Records excerpted from a collection:

--- START ---

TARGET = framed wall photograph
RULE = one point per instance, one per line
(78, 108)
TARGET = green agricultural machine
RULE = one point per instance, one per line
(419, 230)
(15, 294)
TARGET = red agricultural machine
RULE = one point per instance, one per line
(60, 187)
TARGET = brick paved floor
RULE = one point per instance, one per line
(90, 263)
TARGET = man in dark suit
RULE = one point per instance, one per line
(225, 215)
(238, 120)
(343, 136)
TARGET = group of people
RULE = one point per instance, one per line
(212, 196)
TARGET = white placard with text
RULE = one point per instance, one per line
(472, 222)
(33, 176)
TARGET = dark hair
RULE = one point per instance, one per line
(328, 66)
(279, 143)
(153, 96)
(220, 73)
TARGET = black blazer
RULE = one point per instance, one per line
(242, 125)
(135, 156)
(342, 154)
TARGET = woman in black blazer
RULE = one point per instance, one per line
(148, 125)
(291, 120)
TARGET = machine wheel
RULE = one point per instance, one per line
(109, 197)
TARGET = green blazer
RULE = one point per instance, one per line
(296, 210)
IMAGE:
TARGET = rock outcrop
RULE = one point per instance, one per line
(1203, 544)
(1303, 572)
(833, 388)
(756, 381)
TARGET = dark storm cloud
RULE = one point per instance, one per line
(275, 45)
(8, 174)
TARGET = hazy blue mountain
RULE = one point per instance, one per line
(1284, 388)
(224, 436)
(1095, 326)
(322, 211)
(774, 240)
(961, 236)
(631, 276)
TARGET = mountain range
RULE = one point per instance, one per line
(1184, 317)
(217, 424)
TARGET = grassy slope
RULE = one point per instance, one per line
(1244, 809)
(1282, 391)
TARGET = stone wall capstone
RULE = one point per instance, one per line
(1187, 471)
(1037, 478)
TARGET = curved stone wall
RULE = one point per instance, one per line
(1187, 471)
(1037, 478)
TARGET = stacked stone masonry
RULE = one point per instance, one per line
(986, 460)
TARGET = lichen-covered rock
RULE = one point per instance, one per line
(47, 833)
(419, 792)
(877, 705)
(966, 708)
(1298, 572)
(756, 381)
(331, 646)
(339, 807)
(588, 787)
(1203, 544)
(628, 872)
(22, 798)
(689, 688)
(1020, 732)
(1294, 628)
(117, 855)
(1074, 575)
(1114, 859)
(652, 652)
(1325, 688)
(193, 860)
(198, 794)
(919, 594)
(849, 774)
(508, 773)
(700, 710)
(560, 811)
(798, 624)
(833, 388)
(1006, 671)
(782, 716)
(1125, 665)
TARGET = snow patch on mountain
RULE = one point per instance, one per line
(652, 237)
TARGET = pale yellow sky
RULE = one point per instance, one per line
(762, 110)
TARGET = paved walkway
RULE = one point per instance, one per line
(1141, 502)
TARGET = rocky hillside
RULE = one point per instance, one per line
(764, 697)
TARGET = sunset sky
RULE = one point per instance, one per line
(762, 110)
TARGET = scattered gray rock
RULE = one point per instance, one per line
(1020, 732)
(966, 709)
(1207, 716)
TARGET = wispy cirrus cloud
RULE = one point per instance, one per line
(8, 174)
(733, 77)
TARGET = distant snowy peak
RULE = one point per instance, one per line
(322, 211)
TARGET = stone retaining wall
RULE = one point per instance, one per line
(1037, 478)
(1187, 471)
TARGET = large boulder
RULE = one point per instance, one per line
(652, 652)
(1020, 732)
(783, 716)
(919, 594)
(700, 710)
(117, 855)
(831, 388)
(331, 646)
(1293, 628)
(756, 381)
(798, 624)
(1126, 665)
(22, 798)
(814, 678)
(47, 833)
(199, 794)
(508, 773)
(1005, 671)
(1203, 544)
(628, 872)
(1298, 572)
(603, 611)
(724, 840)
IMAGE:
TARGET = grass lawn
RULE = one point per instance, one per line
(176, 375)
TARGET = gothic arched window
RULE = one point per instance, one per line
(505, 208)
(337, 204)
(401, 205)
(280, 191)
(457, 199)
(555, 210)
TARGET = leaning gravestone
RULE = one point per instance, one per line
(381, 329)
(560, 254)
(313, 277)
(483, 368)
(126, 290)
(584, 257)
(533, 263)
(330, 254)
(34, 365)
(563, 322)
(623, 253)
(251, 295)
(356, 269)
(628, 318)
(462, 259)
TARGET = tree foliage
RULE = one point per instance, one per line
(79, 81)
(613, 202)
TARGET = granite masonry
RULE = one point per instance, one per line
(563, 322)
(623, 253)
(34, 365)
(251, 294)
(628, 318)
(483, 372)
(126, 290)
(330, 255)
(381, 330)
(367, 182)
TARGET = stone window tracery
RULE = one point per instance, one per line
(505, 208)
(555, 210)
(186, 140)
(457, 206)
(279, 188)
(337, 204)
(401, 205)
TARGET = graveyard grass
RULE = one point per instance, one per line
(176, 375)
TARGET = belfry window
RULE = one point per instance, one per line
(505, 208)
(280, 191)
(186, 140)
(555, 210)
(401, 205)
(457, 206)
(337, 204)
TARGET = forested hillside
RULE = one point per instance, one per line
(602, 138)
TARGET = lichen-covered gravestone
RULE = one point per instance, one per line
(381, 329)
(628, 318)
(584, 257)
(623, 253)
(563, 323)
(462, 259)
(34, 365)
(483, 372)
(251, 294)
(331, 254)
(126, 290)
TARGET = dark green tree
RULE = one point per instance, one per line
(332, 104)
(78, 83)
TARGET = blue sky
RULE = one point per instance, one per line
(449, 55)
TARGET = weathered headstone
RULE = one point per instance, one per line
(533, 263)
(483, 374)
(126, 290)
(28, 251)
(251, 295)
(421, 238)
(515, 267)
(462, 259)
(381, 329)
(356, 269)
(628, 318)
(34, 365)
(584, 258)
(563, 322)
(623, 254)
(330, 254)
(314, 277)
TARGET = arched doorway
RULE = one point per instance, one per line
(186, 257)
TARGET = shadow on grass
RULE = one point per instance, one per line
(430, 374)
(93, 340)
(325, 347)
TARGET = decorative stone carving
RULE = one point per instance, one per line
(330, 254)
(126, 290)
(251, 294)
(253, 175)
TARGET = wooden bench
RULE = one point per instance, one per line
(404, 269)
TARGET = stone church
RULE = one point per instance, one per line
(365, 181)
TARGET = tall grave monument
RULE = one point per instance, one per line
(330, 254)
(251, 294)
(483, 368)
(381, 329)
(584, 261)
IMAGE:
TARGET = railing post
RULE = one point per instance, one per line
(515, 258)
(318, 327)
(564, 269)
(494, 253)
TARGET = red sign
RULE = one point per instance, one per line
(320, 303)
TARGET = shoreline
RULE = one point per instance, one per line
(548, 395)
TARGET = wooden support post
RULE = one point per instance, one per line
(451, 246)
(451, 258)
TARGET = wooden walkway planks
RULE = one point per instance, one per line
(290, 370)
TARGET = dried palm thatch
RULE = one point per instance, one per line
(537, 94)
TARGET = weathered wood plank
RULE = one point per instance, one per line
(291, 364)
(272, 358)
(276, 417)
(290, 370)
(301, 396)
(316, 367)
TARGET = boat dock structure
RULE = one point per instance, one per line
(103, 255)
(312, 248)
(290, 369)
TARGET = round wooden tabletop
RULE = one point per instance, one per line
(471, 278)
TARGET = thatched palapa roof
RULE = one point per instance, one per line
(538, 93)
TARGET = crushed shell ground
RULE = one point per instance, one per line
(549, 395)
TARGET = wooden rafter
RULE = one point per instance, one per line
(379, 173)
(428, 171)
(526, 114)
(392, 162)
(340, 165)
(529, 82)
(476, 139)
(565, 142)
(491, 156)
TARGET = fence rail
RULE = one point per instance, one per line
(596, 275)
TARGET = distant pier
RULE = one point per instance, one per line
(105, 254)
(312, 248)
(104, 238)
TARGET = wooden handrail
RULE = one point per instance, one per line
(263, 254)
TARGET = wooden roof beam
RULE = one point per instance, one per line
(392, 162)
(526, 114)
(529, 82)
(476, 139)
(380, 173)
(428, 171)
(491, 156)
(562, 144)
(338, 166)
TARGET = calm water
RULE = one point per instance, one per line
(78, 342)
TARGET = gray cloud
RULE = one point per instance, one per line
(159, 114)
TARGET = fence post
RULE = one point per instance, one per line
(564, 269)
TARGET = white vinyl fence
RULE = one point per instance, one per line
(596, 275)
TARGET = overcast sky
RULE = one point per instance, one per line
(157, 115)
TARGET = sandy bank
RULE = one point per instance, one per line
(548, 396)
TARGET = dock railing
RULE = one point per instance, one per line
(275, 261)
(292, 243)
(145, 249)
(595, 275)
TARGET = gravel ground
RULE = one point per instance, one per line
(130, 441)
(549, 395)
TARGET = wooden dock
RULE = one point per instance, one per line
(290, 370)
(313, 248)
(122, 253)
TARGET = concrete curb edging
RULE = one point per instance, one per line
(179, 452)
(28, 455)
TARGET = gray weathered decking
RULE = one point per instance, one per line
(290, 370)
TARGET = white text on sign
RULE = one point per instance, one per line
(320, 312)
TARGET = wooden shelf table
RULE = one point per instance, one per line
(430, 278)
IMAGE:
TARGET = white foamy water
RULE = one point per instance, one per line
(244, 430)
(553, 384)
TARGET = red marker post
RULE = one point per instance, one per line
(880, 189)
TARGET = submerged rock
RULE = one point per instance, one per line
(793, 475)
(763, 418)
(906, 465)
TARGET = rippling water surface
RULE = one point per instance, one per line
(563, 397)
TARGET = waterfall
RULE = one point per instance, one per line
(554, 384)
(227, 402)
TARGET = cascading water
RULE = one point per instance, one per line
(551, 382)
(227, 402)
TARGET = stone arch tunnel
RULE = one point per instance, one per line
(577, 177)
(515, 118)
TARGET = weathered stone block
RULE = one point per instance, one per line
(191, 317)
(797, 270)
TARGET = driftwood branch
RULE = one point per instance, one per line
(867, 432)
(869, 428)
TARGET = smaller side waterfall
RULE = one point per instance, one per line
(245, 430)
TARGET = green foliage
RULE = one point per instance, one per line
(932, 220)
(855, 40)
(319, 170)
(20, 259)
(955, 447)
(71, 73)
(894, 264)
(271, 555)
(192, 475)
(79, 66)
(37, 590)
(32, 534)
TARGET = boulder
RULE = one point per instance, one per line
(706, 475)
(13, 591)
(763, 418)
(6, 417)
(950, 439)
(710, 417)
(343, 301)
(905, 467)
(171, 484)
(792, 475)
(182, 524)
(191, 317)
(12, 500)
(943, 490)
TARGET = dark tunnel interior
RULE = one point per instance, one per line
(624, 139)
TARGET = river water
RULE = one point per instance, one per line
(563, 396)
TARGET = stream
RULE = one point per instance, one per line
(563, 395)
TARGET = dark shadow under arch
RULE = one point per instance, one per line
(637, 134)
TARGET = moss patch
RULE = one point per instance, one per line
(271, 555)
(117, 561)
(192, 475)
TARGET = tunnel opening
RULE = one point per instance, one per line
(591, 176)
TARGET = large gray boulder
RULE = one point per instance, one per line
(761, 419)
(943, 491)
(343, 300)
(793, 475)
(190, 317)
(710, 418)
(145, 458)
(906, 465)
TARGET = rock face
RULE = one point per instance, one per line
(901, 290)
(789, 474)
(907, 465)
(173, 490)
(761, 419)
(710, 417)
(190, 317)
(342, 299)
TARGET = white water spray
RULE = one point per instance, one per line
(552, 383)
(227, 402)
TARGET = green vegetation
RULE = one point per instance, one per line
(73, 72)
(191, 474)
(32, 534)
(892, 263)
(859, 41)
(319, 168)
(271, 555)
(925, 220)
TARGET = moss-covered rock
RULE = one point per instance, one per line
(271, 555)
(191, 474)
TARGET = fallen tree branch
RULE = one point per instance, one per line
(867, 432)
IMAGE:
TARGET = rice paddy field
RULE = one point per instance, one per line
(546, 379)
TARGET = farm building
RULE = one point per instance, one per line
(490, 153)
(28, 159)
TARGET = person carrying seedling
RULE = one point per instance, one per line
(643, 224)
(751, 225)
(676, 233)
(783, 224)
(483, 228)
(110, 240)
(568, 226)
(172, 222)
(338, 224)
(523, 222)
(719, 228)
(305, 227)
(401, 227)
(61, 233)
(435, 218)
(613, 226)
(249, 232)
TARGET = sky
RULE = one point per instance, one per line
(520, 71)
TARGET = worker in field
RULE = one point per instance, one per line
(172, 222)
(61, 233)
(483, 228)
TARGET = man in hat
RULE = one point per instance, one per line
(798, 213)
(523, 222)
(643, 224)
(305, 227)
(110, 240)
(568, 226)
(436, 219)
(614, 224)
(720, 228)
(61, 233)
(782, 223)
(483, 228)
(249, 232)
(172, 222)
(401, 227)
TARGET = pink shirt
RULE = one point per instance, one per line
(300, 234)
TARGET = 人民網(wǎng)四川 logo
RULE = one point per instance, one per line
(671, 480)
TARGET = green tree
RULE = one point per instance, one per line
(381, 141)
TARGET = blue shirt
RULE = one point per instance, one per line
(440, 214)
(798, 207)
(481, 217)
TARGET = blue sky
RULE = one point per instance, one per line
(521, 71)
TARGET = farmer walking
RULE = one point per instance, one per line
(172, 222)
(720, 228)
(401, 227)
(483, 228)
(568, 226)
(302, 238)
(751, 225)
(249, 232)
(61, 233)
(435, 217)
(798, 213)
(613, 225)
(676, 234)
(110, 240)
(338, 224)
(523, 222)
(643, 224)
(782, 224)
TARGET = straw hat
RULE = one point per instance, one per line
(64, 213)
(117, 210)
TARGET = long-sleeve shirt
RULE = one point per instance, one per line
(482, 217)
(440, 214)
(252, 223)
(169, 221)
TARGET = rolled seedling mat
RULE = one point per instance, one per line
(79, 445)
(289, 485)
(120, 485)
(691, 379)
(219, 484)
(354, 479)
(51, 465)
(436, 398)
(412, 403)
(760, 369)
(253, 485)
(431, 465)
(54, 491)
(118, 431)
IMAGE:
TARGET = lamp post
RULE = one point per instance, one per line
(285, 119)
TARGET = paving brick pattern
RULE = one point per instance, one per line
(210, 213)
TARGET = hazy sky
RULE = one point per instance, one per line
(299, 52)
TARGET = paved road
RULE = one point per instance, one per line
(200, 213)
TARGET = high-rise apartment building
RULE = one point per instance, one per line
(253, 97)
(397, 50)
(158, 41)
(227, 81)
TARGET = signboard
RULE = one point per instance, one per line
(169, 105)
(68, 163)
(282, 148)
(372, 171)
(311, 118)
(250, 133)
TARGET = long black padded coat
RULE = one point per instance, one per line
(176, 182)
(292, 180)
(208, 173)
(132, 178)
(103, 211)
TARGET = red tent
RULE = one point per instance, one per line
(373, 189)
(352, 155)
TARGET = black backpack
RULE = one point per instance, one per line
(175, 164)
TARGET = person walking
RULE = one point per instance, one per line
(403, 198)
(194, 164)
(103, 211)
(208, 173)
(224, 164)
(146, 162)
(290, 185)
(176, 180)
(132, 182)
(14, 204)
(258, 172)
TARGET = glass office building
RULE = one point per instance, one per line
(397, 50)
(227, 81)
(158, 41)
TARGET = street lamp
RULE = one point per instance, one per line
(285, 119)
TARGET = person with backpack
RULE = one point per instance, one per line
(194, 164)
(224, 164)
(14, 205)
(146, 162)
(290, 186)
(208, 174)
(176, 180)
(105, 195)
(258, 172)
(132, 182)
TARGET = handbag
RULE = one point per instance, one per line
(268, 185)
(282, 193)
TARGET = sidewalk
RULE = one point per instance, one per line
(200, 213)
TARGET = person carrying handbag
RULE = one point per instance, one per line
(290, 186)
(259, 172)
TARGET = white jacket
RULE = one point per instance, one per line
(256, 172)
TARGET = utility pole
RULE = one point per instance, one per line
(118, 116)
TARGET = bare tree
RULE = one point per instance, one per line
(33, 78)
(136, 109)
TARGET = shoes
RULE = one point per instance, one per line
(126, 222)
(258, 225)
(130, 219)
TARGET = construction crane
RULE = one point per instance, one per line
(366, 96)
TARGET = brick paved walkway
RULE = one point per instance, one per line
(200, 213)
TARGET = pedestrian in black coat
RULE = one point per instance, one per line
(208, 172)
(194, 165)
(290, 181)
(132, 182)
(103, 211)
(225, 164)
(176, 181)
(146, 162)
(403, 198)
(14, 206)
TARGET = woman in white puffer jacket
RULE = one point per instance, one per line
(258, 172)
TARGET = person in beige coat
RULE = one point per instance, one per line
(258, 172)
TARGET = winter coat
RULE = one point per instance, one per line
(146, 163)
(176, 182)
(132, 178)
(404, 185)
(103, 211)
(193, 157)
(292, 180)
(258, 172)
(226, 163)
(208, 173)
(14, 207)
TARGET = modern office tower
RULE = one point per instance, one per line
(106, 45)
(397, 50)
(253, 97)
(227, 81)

--- END ---

Instructions for the task:
Copy every line where the word "wooden" is present in the entries above.

Solution to this exercise:
TARGET = wooden bench
TARGET = wooden support post
TARGET = wooden walkway planks
TARGET = round wooden tabletop
TARGET = wooden rafter
TARGET = wooden handrail
TARGET = wooden roof beam
TARGET = wooden dock
TARGET = wooden shelf table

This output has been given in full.